▶ _EXTRAIT DU TEXTE_:
Début mars 1917, fin février dans le calendrier russe, la situation à l’intérieur de l’empire russe se dégrade en raison des pénuries alimentaires tandis que sur le front, les armées russes pansent leurs plaies après les offensives meutrières de 1916. La conjugaison de ces deux facteurs avec l’incapacité du Tsar a entendre la légitime colère de son peuple va précipiter la chute de la dysnatie Romanov.

Comme souvent dans les processus révolutionnaires, la révolution a commencé à cause d’une pénurie alimentaire, en l’occurence le pain. Depuis de longues semaines, les rues de Petrograd (Saint-Petersbourg) étaient le théâtre d’interminables files d’attente quotidiennes devant les boulangeries. Mais le pain n’est pas la seule denrée alimentaire qui manque, même les restaurants à la mode de la capitale impériale ne sont plus approvisionnés en sugre. De plus, ce troisième hiver de la guerre est particulièrement froid et les températures polaires (-25°C en moyenne) finissent par paralyser les usines et l’approvisionnement de la ville en farine et en fuel.

▶ _EXTRAIT DES DONNÉES_:
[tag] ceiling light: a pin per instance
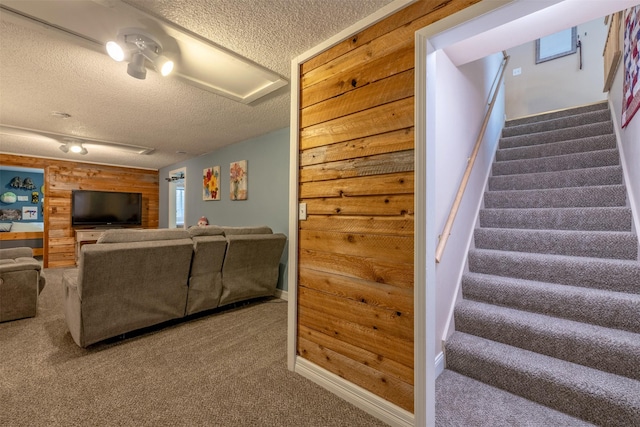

▶ _CONSIGNES DE TRAVAIL_: Poursuivez le texte sur les débuts de la révolution russe de 1917 à partir de sa dernière phrase.

▶ _RÉPONSE PROPOSÉE_:
Ouvriers et soldats manifestent ensemble sur la Perspective Nevski à Petrograd.

Dans ce contexte dramatique, les travailleurs, en chômage technique, se massent dans les rues de la ville pour protester contre les pénuries. Le 3 mars (18 février selon le calendrier russe), les ouvriers de l’usine Poutilov, le principal complexe industriel de Petrograd, se mettent en grève pour plusieurs jours. Le 5 mars, les premiers incidents ont lieu suite à l’annonce du rationnement du pain.

Autre cliché des manifestants sur la Perspective Nevski.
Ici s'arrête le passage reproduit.